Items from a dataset
§ §

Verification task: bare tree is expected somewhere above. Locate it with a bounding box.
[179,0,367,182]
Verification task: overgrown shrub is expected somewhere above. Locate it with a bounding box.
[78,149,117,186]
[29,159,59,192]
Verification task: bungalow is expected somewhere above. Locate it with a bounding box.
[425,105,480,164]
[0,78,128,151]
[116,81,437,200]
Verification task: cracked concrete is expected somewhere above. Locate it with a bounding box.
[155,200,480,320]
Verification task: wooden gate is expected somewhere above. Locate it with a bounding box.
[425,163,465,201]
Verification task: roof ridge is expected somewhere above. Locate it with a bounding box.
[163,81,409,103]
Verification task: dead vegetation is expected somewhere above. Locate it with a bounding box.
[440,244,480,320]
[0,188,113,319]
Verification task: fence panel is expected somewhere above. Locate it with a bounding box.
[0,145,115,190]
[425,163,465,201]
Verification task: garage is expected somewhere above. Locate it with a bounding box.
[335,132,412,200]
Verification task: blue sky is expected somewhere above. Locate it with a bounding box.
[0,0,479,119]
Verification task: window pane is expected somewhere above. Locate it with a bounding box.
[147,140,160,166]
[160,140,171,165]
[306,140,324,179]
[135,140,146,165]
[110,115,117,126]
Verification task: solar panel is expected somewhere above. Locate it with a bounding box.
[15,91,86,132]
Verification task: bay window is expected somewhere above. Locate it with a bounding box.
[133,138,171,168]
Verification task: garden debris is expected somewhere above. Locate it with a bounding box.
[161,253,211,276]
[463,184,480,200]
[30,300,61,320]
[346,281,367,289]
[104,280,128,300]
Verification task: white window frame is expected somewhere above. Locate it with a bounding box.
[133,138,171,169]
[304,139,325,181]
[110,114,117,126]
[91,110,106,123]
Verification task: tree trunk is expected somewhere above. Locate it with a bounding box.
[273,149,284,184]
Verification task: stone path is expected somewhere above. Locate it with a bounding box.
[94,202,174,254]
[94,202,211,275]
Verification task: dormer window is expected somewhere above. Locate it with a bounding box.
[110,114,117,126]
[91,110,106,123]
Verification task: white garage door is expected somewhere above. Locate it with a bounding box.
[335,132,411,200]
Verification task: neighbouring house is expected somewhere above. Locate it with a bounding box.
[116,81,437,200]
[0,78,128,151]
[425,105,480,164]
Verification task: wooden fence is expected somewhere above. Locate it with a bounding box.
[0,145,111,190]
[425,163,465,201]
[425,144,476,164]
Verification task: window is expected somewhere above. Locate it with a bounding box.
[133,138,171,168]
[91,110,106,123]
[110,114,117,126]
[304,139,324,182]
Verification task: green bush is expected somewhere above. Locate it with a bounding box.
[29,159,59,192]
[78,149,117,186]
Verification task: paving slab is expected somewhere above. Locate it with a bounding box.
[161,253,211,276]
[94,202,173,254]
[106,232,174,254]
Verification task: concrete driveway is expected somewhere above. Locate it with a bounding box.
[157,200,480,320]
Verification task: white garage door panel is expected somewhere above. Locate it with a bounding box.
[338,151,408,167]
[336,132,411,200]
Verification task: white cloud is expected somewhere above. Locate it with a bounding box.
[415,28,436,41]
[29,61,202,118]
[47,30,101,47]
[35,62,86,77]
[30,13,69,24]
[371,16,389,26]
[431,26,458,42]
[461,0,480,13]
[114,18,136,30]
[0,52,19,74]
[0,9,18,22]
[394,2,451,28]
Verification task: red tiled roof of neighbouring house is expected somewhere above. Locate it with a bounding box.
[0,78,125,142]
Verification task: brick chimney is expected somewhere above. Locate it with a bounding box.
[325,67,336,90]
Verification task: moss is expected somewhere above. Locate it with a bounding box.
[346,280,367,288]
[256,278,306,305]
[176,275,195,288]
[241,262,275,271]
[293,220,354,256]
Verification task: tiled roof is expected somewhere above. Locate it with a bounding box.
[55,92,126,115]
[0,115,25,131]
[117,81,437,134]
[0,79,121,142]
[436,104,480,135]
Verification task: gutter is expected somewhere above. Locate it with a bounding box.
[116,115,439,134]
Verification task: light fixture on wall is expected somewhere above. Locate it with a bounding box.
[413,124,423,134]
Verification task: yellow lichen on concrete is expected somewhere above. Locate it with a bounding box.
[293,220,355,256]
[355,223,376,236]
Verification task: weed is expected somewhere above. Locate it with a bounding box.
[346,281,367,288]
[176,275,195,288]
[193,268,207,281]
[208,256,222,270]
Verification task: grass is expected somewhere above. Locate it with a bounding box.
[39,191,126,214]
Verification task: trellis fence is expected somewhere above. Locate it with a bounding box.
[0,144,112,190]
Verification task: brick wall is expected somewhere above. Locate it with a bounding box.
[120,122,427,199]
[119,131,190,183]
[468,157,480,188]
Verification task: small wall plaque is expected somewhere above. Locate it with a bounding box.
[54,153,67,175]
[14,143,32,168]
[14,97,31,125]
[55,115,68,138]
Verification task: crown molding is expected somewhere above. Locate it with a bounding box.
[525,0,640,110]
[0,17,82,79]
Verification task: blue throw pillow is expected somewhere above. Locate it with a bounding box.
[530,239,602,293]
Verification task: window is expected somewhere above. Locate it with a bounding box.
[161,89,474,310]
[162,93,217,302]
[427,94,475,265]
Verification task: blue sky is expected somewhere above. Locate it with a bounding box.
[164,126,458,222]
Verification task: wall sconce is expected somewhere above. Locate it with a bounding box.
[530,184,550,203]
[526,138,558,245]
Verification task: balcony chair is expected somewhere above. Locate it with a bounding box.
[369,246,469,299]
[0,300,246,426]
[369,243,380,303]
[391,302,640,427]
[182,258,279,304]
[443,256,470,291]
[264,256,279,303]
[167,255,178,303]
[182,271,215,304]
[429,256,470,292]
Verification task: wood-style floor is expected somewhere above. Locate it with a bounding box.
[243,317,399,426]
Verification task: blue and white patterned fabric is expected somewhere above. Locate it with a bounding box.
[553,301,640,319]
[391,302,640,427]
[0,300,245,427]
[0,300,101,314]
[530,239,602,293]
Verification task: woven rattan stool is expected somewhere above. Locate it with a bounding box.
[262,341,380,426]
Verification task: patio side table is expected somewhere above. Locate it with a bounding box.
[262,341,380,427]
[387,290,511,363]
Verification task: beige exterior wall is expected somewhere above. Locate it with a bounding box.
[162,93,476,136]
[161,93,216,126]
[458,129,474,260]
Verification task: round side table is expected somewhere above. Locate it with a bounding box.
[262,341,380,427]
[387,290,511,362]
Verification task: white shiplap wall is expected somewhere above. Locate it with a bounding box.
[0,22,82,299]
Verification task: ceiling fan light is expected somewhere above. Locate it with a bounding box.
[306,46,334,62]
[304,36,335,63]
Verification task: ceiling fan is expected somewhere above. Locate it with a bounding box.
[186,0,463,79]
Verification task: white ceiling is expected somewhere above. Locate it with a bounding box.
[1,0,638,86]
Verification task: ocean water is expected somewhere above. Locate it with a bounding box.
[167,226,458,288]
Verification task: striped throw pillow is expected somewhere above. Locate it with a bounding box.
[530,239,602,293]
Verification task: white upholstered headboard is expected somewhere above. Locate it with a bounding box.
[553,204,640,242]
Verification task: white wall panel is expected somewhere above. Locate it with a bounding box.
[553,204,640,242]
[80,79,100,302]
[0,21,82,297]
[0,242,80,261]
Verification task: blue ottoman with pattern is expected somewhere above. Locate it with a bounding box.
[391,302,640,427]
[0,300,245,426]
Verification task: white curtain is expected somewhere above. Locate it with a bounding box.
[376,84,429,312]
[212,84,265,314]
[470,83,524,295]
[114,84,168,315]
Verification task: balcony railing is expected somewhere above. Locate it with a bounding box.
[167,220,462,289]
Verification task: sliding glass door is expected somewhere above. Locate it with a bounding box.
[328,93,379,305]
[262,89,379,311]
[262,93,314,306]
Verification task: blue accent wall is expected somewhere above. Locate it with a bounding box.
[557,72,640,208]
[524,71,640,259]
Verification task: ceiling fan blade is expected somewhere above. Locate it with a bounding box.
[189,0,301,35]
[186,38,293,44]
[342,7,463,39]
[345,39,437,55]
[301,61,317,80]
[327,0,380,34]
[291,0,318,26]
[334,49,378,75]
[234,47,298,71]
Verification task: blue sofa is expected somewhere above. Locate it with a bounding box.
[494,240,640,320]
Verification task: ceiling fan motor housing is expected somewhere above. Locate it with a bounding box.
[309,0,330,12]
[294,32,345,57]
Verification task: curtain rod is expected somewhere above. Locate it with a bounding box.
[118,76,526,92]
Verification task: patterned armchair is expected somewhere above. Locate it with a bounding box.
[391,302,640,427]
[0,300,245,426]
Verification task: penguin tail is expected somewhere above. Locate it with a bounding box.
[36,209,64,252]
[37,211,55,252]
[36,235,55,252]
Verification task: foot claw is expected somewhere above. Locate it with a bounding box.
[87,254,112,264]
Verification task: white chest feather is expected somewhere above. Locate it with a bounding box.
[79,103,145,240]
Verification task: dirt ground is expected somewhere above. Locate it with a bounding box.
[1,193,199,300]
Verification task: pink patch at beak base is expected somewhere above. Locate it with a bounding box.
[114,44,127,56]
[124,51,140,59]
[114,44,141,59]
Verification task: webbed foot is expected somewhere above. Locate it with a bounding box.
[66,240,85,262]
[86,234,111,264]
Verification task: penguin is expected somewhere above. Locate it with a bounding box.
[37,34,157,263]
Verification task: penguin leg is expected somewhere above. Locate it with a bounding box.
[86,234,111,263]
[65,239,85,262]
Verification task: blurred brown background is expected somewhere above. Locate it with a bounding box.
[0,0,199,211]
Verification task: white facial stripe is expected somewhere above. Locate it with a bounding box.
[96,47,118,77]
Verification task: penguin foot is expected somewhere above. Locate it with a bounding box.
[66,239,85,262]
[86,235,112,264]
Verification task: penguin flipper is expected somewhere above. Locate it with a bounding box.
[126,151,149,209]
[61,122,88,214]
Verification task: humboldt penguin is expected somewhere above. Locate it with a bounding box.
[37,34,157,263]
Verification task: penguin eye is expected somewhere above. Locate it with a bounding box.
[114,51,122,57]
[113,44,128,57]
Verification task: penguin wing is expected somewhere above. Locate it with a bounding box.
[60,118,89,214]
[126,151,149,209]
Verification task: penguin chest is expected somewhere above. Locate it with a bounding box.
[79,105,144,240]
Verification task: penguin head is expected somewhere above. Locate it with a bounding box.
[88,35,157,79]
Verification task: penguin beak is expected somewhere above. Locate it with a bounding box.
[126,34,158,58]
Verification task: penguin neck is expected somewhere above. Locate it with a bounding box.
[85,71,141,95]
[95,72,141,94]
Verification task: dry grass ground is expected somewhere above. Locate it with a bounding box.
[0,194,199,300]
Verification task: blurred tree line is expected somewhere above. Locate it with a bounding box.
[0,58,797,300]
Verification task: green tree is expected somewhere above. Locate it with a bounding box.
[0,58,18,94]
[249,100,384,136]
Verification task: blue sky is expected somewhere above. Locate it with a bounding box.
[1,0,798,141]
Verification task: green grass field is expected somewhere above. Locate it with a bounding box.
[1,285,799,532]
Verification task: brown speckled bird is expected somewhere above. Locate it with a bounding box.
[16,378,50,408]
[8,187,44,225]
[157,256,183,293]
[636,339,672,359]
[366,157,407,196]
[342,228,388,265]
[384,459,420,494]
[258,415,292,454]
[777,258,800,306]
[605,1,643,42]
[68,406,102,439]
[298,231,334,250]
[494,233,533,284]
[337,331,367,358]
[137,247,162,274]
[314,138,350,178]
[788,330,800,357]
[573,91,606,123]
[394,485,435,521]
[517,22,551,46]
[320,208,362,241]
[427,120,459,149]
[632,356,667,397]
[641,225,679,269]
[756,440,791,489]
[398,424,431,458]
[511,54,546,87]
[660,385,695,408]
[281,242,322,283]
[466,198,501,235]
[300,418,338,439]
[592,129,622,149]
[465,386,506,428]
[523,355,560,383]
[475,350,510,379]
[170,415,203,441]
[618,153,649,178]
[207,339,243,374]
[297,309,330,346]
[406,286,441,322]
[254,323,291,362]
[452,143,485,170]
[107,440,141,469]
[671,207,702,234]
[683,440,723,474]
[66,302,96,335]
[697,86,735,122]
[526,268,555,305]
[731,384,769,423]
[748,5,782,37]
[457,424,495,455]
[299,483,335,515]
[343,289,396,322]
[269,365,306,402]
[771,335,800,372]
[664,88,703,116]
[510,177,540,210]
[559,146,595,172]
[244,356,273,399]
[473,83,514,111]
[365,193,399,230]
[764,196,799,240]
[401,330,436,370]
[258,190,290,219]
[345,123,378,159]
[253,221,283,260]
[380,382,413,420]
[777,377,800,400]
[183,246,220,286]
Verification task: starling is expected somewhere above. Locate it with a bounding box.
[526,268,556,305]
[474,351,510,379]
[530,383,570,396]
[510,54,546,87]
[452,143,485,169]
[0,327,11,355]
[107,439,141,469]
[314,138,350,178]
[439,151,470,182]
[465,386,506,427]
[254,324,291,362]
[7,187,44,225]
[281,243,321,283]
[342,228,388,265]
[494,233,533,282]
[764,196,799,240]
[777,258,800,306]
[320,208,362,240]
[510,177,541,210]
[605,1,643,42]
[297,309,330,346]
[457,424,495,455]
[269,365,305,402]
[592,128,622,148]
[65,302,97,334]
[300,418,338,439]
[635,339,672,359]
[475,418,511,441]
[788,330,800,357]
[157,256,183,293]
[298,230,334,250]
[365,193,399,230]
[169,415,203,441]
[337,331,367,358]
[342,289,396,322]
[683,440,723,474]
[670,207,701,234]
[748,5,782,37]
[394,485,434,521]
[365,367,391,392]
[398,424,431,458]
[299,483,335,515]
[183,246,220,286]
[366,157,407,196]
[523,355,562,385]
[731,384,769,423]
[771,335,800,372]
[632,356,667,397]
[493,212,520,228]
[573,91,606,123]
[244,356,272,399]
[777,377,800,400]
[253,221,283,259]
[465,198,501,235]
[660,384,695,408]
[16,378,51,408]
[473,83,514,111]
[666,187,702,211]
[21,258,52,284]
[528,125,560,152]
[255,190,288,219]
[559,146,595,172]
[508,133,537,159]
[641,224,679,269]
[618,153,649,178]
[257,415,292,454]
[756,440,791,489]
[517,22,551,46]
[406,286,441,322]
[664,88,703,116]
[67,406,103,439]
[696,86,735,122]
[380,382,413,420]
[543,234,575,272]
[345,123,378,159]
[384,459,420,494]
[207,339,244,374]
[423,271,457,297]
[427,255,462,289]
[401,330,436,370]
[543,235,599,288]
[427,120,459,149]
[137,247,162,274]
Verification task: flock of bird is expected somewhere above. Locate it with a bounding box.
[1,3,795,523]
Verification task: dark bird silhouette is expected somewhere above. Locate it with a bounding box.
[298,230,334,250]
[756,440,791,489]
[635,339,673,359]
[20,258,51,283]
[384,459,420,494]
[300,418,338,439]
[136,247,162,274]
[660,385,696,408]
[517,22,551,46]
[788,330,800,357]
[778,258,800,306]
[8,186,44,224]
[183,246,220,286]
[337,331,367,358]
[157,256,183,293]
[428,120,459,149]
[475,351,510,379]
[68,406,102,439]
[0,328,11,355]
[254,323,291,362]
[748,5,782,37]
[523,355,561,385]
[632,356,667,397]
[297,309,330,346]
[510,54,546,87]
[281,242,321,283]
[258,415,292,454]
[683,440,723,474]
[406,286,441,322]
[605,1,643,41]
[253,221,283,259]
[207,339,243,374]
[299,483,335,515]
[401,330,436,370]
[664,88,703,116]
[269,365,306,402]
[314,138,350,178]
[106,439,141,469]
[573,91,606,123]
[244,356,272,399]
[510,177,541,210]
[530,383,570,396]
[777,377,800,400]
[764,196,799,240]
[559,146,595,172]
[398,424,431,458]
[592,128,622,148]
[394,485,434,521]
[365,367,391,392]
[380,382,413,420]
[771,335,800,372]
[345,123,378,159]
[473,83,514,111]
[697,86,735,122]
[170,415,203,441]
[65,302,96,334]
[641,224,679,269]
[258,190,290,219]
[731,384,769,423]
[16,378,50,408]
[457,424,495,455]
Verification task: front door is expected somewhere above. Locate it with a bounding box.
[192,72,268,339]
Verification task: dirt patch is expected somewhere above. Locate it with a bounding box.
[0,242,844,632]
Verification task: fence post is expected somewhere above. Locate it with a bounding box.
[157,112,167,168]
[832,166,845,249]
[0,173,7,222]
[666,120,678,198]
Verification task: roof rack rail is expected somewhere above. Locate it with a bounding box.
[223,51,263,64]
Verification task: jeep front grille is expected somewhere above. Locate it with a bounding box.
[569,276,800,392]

§ §

Instructions to follow:
Once you find the line containing "Verification task: jeep", copy it and every line after it through the end of the records, exactly as they stand.

Finished task:
Verification task: jeep front grille is expected somewhere above. Locate it with a bounding box.
[569,276,800,392]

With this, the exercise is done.